__Enunciado de la tarea__
Cita todas las filas de abajo, línea por línea y sin cambiar nada.

Entradas para señalar objetos nombrados
--------------------------------------------------
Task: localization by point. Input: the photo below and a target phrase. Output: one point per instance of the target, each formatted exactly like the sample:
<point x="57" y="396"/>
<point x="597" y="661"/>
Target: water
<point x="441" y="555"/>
--------------------------------------------------
__Respuesta a la tarea__
Task: localization by point. Input: the photo below and a target phrase. Output: one point per instance of the target, each formatted exactly like the sample:
<point x="57" y="396"/>
<point x="597" y="661"/>
Target: water
<point x="441" y="555"/>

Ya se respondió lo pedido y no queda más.